> [TASK REQUIREMENTS]
Rewrite the records below, putting "a single point for each instance" wherever "one point per instance" occurs and leaving everything else unchanged.
— START OF STORED RECORDS —
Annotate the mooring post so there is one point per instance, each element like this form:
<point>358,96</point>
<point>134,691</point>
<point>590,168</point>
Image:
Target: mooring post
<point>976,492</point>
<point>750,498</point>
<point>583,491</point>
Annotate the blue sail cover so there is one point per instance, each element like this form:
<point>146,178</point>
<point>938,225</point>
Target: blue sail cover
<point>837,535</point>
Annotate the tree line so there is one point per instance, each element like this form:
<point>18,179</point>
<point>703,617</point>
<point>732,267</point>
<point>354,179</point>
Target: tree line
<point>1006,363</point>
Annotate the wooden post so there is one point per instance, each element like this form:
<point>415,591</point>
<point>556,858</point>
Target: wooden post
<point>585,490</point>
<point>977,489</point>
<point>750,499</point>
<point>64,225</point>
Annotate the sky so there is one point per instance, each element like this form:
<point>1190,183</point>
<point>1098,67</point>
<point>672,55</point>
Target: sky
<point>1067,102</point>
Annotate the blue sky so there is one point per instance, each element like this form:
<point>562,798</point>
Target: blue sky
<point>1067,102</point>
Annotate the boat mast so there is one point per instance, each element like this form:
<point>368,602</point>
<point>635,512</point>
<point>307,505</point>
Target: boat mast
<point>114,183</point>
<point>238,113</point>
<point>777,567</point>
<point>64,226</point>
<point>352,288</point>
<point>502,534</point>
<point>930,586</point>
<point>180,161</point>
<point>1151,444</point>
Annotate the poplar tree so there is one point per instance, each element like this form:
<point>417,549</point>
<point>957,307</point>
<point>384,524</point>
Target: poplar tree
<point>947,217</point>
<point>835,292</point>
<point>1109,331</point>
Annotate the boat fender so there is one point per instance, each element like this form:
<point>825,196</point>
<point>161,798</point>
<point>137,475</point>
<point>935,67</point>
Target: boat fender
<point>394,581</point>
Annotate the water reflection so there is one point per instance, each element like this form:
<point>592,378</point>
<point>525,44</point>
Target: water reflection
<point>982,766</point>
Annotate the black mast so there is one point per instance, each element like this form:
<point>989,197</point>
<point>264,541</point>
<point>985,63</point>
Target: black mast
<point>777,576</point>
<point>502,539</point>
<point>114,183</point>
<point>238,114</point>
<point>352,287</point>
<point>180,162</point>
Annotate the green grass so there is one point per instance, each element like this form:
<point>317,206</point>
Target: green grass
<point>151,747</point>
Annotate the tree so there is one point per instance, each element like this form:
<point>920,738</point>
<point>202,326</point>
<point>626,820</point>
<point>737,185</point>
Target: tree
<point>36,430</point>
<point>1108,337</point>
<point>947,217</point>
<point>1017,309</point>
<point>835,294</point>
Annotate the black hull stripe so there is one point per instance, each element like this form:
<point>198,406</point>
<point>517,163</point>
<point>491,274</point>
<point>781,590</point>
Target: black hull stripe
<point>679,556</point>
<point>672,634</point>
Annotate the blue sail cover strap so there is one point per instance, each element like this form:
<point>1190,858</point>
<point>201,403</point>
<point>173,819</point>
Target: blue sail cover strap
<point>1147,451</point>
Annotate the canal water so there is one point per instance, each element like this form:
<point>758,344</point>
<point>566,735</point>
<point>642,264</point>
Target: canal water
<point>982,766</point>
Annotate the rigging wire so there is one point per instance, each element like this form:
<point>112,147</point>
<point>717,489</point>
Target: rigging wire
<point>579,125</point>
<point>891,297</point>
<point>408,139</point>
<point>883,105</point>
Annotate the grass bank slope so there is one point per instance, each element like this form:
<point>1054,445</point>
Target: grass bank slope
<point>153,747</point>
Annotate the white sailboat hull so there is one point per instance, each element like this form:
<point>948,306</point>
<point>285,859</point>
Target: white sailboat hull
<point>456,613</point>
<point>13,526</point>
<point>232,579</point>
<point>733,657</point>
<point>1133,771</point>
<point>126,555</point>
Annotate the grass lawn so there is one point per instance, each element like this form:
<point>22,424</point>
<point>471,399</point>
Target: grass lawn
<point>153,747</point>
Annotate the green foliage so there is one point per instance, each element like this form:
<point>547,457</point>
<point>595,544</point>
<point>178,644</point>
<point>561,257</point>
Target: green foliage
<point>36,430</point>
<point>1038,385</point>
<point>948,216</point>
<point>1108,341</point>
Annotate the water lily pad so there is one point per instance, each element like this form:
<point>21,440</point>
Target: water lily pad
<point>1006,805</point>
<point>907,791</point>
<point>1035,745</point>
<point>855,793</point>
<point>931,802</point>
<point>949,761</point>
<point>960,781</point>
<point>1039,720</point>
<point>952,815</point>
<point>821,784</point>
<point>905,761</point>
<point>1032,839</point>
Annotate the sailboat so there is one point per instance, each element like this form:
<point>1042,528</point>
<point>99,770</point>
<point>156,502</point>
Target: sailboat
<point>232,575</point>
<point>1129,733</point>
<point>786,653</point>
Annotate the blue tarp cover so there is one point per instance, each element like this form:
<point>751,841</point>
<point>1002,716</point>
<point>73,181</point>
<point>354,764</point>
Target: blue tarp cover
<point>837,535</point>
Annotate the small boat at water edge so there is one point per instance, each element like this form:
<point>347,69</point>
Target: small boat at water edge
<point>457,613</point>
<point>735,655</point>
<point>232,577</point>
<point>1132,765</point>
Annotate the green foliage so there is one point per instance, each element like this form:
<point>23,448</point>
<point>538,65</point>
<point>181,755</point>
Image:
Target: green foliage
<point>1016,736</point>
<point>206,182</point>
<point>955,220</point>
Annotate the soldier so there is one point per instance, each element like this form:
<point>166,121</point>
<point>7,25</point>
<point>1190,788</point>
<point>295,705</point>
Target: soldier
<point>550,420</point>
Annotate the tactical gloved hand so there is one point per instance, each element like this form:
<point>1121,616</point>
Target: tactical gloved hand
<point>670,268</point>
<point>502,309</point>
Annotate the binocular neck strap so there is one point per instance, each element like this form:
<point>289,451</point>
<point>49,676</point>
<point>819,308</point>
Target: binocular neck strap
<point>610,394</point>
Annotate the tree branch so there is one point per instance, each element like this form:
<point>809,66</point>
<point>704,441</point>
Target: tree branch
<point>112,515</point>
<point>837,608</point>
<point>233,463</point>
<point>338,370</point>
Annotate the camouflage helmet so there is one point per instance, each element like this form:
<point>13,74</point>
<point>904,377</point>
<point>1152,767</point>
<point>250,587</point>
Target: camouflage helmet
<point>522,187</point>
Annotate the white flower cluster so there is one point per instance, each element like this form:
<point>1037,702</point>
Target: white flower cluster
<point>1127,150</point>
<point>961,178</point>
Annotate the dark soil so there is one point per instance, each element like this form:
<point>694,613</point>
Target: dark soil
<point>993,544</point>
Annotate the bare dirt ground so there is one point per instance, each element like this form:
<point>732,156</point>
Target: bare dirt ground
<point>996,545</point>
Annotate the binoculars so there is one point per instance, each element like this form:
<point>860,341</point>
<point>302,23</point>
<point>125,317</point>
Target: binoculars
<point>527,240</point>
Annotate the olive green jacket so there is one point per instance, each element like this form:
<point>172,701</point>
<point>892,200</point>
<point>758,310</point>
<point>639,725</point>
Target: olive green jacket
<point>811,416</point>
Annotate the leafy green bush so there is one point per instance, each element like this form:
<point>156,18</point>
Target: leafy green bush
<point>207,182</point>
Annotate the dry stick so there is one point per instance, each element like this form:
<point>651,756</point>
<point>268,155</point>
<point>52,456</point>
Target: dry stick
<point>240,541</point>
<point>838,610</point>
— END OF STORED RECORDS —
> [EXERCISE RESULT]
Annotate the mooring post so there is a single point for each instance, each element like this form:
<point>358,96</point>
<point>134,691</point>
<point>590,168</point>
Image:
Target: mooring post
<point>976,492</point>
<point>750,498</point>
<point>583,491</point>
Annotate the blue sail cover so there is a single point for each instance, each element like this form:
<point>146,178</point>
<point>938,225</point>
Target: blue sail cover
<point>837,535</point>
Annotate the tree line so there is a single point for each instance, each element like this form:
<point>18,179</point>
<point>703,617</point>
<point>732,267</point>
<point>354,179</point>
Target: tree line
<point>1006,363</point>
Annotate the wooden post so there is a single point for each instance, each element like this form:
<point>415,591</point>
<point>556,858</point>
Target: wooden post
<point>585,490</point>
<point>977,489</point>
<point>750,499</point>
<point>64,225</point>
Annotate the sky so there is a single point for each instance, each element like this form:
<point>1190,183</point>
<point>1098,67</point>
<point>672,55</point>
Target: sky
<point>1067,102</point>
Annotate the blue sky so there is a single point for each instance, each element like this form:
<point>562,798</point>
Target: blue sky
<point>1067,102</point>
Annotate the boat mast so there is a single point for each instance, each element like this form:
<point>368,602</point>
<point>635,512</point>
<point>307,505</point>
Target: boat mast
<point>114,183</point>
<point>238,113</point>
<point>777,567</point>
<point>64,226</point>
<point>352,288</point>
<point>502,534</point>
<point>930,586</point>
<point>180,161</point>
<point>1151,444</point>
Annotate the poplar tree so there is a single point for each instance, each element like this form:
<point>417,549</point>
<point>957,307</point>
<point>384,524</point>
Target: poplar tree
<point>947,217</point>
<point>835,292</point>
<point>1109,331</point>
Annotate the boat fender so there is a single point for each instance, each element like this form:
<point>825,196</point>
<point>161,798</point>
<point>137,475</point>
<point>935,67</point>
Target: boat fender
<point>394,581</point>
Annotate the water reflection so there is a single point for each instance, each element like this form:
<point>592,378</point>
<point>525,44</point>
Target: water reflection
<point>982,766</point>
Annotate the black mast so there is a single point for each instance, each element like this form:
<point>989,197</point>
<point>264,541</point>
<point>985,63</point>
Target: black mast
<point>777,576</point>
<point>502,539</point>
<point>114,183</point>
<point>238,114</point>
<point>352,287</point>
<point>180,162</point>
Annotate the green grass so there is a single point for each instance, each element like this form:
<point>317,206</point>
Target: green grass
<point>151,747</point>
Annotate the tree so there is a single point for each instance, each element like this form:
<point>920,738</point>
<point>202,326</point>
<point>626,820</point>
<point>737,185</point>
Target: tree
<point>36,430</point>
<point>1108,337</point>
<point>947,217</point>
<point>1017,309</point>
<point>835,294</point>
Annotate the black hull stripe so there is a single point for each instance, each element like this form:
<point>198,406</point>
<point>517,163</point>
<point>491,274</point>
<point>781,590</point>
Target: black hull stripe
<point>679,556</point>
<point>672,634</point>
Annotate the blue sail cover strap so there is a single point for each instance, each element like this form:
<point>1190,858</point>
<point>201,403</point>
<point>173,819</point>
Target: blue sail cover strap
<point>1147,451</point>
Annotate the canal water so there is a single point for each instance, each element like this form:
<point>758,344</point>
<point>566,735</point>
<point>642,264</point>
Target: canal water
<point>982,766</point>
Annotate the rigging wire so there is a single point for each instance, each element like this form:
<point>112,147</point>
<point>717,489</point>
Target: rigging wire
<point>579,125</point>
<point>891,297</point>
<point>408,139</point>
<point>883,105</point>
Annotate the grass bank slope so there is a single point for each instance, each element like this form:
<point>1054,445</point>
Target: grass bank slope
<point>153,747</point>
Annotate the white sailboat hull so there is a single point for each instance, each element like this form:
<point>948,306</point>
<point>285,859</point>
Target: white sailboat hull
<point>456,613</point>
<point>13,526</point>
<point>232,579</point>
<point>733,657</point>
<point>1133,771</point>
<point>126,555</point>
Annotate the grass lawn so there is a single point for each instance, each element like this form:
<point>22,424</point>
<point>471,399</point>
Target: grass lawn
<point>153,747</point>
Annotate the green foliage so there is a single point for each instance, each element like this form:
<point>547,457</point>
<point>595,544</point>
<point>178,644</point>
<point>561,257</point>
Target: green foliage
<point>36,430</point>
<point>1038,385</point>
<point>948,216</point>
<point>1108,341</point>
Annotate the water lily pad so there is a single point for each instance, each element like this form:
<point>21,440</point>
Target: water lily pad
<point>1006,805</point>
<point>907,791</point>
<point>1035,745</point>
<point>855,793</point>
<point>931,802</point>
<point>949,761</point>
<point>960,781</point>
<point>1039,720</point>
<point>952,815</point>
<point>821,784</point>
<point>905,761</point>
<point>1032,839</point>
Annotate the sailboat so there is a single point for each instance, each element like this form:
<point>1042,528</point>
<point>99,770</point>
<point>156,502</point>
Target: sailboat
<point>232,575</point>
<point>1129,733</point>
<point>786,653</point>
Annotate the blue tarp cover so there is a single point for each instance, each element like this form:
<point>751,841</point>
<point>1002,716</point>
<point>73,181</point>
<point>354,764</point>
Target: blue tarp cover
<point>837,535</point>
Annotate the small boat at water edge so there is a single point for each instance, each element like this form:
<point>347,69</point>
Target: small boat at water edge
<point>457,613</point>
<point>735,655</point>
<point>232,577</point>
<point>1132,765</point>
Annotate the green foliage so there is a single point for each instance, each element like this form:
<point>23,448</point>
<point>538,65</point>
<point>181,755</point>
Image:
Target: green foliage
<point>1016,736</point>
<point>206,182</point>
<point>955,220</point>
Annotate the soldier so there is a single point for each instance, each element like this form:
<point>166,121</point>
<point>7,25</point>
<point>1190,788</point>
<point>295,705</point>
Target: soldier
<point>550,420</point>
Annotate the tactical gloved hand so there is a single point for each instance, each element like this form:
<point>1121,616</point>
Target: tactical gloved hand
<point>670,268</point>
<point>502,309</point>
Annotate the binocular neck strap so there is a single point for each instance, each element like this form:
<point>289,451</point>
<point>49,676</point>
<point>819,308</point>
Target: binocular neck strap
<point>610,394</point>
Annotate the tree branch so there is a single point for each instance, each element like this form:
<point>809,66</point>
<point>704,441</point>
Target: tree branch
<point>112,515</point>
<point>837,608</point>
<point>233,463</point>
<point>338,370</point>
Annotate the camouflage helmet so there is a single point for each instance, each element like this form:
<point>13,74</point>
<point>904,377</point>
<point>1152,767</point>
<point>250,587</point>
Target: camouflage helmet
<point>522,187</point>
Annotate the white flower cluster so there is a single point for each instance, each element like this form:
<point>1037,702</point>
Target: white flower cluster
<point>1127,150</point>
<point>961,178</point>
Annotate the dark soil so there is a single point for each instance, each element like this form:
<point>694,613</point>
Target: dark soil
<point>993,544</point>
Annotate the bare dirt ground so there is a single point for each instance, each element like this form:
<point>732,156</point>
Target: bare dirt ground
<point>996,545</point>
Annotate the binoculars so there is a single point for each instance, each element like this form:
<point>860,341</point>
<point>302,23</point>
<point>125,317</point>
Target: binoculars
<point>527,240</point>
Annotate the olive green jacket so there is a single point for each instance, each element like this form:
<point>172,701</point>
<point>892,200</point>
<point>758,310</point>
<point>639,725</point>
Target: olive green jacket
<point>811,416</point>
Annotate the leafy green bush so there is a single point for each instance, each element like this form:
<point>156,18</point>
Target: leafy green bush
<point>207,182</point>
Annotate the dry stick so there is a single point for each instance, each element like this form:
<point>651,756</point>
<point>268,155</point>
<point>52,456</point>
Target: dry stick
<point>240,541</point>
<point>838,610</point>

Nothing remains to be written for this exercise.